PAGE EXCERPT.
'''

Tim Houston, addressing a full house at the Glasgow Square Theatre, on Sunday. Houston announced his candidacy for leader of the Nova Scotia PC Party on Nov. 19.
Tim Houston FILE PHOTO

Tory leadership hopeful Tim Houston is calling on the province to make it easier for foreign-born doctors to practice medicine in Nova Scotia.

The Pictou East MLA says that making it easier for foreign doctors to work while still upholding existing medical licensing standards was key.

However, he said that more support must be in place for foreign physicians who are preparing for their licensing exams, for example, through additional training, study sessions, or mentoring.

“We need more doctors. We need to address the situation that we have before us and we need to explore all possible solutions,” Houston told The News Tuesday.

One possible solution pushed by Doctors Nova Scotia is restoring the Clinical Access for Practice Program, which was scrapped nearly two years ago.

Under this four-year program, international family doctors who did not meet full licensing standards could work under supervision. After completing their CAPP, doctors could move into full practice.

Restoring the program could provide Nova Scotia with an extra 10 to 12 doctors per year at a time when the provinces faces a physician shortage.

“We had roughly 40 family physicians that were practising at any given time under the CAPP,” said Kevin Chapman, Doctors NS’s director for partnerships and finance.

Doctors NS also wants the province to reform its existing defined licence program.

Physicians working on a defined licence typically start out as international medical graduates.

A defined licence allows these doctors, many of whom are specialists such as anesthesiologists, to work under supervision for five years.

After this time period is up, doctors must either obtain a full licence or move elsewhere.

'''

WORK REQUEST.
Continue the news article on licensing foreign-born doctors in Nova Scotia, starting after its last sentence.

Natural-language object grounding data
'''

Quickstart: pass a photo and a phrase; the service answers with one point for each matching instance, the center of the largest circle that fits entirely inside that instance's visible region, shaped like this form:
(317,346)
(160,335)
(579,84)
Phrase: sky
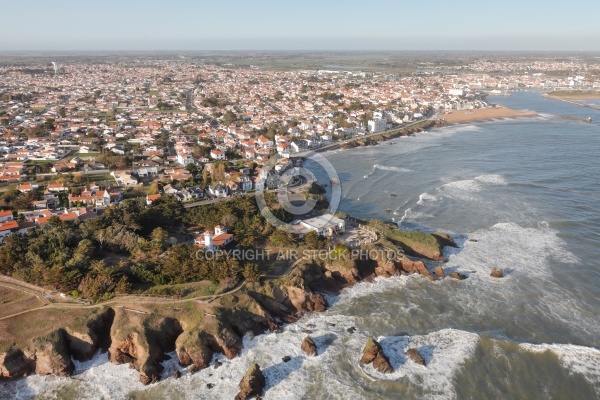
(300,25)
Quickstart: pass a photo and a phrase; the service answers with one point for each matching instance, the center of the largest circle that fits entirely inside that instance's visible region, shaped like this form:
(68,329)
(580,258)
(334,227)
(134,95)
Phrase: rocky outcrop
(415,267)
(84,341)
(51,355)
(444,239)
(142,341)
(14,364)
(309,347)
(497,273)
(387,269)
(304,301)
(252,384)
(439,272)
(458,275)
(373,353)
(414,355)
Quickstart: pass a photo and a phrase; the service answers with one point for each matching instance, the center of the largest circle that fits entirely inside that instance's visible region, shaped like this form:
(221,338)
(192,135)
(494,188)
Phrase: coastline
(483,114)
(197,330)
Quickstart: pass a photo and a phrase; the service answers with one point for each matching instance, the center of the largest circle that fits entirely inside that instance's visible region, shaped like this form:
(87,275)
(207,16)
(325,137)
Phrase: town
(80,136)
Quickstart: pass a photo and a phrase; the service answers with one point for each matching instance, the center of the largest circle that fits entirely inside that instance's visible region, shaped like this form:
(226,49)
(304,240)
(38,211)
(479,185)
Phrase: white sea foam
(391,168)
(576,359)
(515,248)
(444,352)
(424,197)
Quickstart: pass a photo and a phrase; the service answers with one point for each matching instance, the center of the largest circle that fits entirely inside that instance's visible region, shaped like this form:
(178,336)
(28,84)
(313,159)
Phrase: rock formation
(373,353)
(414,355)
(444,239)
(458,275)
(439,272)
(415,267)
(497,273)
(309,347)
(252,384)
(142,335)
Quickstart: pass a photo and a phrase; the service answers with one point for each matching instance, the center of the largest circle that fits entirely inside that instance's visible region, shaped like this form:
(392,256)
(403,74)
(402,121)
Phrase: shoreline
(485,114)
(196,331)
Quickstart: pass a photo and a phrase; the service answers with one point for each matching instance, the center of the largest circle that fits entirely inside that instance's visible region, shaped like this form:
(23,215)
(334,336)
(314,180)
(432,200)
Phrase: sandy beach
(485,113)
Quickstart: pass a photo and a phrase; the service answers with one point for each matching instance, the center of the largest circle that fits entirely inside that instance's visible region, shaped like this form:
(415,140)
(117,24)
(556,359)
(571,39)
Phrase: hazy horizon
(66,25)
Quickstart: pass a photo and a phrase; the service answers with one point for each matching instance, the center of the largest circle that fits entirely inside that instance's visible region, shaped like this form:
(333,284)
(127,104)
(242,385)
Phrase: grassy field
(186,290)
(38,323)
(13,301)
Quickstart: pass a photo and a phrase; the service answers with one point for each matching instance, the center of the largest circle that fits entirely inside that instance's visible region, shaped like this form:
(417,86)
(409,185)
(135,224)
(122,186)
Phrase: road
(336,145)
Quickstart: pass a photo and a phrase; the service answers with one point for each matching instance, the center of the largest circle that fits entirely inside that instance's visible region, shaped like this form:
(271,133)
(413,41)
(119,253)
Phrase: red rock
(414,355)
(309,347)
(497,273)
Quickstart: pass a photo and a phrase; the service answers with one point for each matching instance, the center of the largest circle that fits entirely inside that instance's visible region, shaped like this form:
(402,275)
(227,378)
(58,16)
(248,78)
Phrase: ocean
(519,194)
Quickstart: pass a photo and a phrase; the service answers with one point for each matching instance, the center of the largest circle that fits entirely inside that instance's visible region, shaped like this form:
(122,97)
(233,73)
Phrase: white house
(210,242)
(377,125)
(217,154)
(324,225)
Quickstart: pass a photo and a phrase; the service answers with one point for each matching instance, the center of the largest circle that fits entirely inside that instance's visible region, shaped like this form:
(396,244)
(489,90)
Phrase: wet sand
(485,113)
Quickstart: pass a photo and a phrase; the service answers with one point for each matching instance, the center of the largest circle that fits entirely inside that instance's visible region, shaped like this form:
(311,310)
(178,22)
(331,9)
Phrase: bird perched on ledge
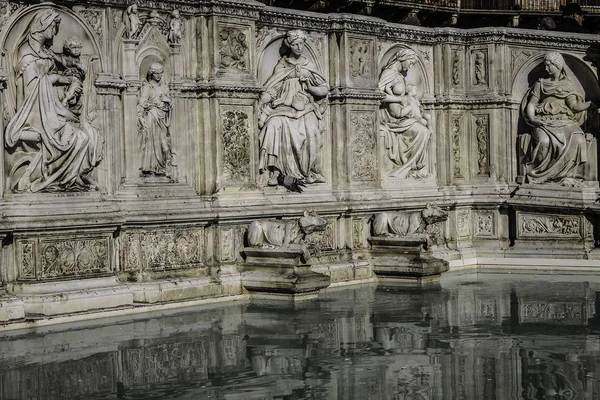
(291,183)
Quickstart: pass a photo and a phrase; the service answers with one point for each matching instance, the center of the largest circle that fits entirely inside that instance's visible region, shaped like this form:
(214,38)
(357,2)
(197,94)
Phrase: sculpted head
(45,24)
(294,40)
(155,72)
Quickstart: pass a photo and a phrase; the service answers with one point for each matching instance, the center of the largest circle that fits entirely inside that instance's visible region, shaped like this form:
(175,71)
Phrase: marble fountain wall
(143,142)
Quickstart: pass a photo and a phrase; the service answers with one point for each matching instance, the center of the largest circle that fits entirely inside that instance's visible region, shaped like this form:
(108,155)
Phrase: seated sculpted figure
(405,130)
(51,146)
(555,108)
(291,109)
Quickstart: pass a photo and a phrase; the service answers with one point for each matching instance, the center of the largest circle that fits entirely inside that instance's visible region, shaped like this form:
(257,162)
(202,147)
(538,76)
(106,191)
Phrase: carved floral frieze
(363,146)
(549,226)
(45,258)
(162,250)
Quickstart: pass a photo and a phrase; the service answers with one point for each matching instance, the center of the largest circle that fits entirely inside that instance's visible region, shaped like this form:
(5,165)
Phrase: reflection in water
(475,337)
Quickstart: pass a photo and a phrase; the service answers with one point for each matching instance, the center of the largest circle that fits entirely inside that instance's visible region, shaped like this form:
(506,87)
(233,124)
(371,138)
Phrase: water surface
(474,336)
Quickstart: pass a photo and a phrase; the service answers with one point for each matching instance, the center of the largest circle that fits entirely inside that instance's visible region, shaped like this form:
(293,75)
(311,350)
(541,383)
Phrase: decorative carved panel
(361,58)
(236,147)
(45,258)
(484,223)
(162,250)
(363,146)
(548,226)
(463,226)
(233,49)
(481,125)
(456,146)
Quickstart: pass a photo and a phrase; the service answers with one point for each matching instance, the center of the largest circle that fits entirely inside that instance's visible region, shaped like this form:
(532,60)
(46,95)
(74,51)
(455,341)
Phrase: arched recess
(275,49)
(415,76)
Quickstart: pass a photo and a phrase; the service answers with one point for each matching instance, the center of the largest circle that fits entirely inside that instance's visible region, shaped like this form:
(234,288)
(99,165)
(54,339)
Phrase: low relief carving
(74,257)
(236,145)
(51,143)
(404,125)
(554,107)
(163,250)
(363,147)
(154,111)
(291,112)
(456,146)
(360,58)
(484,224)
(551,226)
(455,68)
(408,223)
(480,68)
(481,133)
(463,223)
(233,49)
(276,233)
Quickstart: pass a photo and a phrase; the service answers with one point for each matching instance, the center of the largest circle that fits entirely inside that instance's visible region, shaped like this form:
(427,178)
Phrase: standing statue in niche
(555,108)
(154,120)
(52,145)
(406,131)
(291,109)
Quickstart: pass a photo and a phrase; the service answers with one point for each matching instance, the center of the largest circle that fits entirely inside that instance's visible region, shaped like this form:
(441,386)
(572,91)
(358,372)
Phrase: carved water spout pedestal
(405,260)
(281,271)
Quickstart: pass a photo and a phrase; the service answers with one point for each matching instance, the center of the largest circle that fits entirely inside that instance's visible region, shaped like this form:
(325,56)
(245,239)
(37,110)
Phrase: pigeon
(291,183)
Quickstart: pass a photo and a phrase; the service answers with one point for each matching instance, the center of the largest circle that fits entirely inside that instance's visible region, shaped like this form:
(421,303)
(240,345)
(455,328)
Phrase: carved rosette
(45,258)
(463,223)
(540,226)
(363,146)
(233,49)
(235,135)
(484,223)
(482,137)
(162,250)
(361,58)
(456,145)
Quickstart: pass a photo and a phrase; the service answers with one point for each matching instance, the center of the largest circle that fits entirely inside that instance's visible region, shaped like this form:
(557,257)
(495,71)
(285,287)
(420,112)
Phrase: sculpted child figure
(72,66)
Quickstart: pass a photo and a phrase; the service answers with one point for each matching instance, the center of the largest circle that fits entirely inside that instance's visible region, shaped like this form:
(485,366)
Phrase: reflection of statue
(131,20)
(555,109)
(290,137)
(174,28)
(154,117)
(56,148)
(406,135)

'''

RESPONSE BOX.
However, Chapman echoed Houston by saying that more support was needed to help these doctors transition to full licenses, such as through residencies, so they could properly prepare for their exams.

The alternative is grim: one or two specialists being forced to leave a small rural hospital in towns like Yarmouth, where their expertise is often vital.

Chapman said that improving the defined licence program could be done by working with Dalhousie’s Medical School, the College of Physicians and Surgeons of Nova Scotia and the Nova Scotia Health Authority.

But Houston was keen to see results.

“Let’s see some movement towards these solutions,” said Houston.

Despite the challenges facing foreign doctors, a steady stream of medical grads still choose to work in Nova Scotia.

According to Chapman, some work in the province as they can practice medicine in a way they cannot back in their birth countries.

Others pick Nova Scotia as a stepping stone to gain experience before moving to major cities like Toronto, where they can be with other people from their countries of origin.

“If you’re from Mumbai, there’s not a lot of people from Mumbai in Yarmouth necessarily,” said Chapman.